EXERCISE REQUIREMENTS: Each record should be reproduced exactly.

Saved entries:
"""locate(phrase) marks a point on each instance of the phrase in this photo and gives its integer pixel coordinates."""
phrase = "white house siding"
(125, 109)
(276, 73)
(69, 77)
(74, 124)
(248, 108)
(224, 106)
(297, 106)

REPLY:
"""locate(phrase) marks a point on each instance of the phrase in this photo and gives its integer pixel coordinates."""
phrase = "white house siding"
(125, 109)
(276, 73)
(69, 77)
(74, 124)
(248, 108)
(224, 106)
(297, 106)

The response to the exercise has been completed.